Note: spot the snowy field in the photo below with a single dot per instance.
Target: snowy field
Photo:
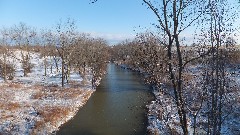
(36, 104)
(162, 114)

_WHAT IS EXPECTED:_ Count every line that holds the word "snowy" in the entries, and state the result alone.

_OUTPUT FOR THIS TASK:_ 2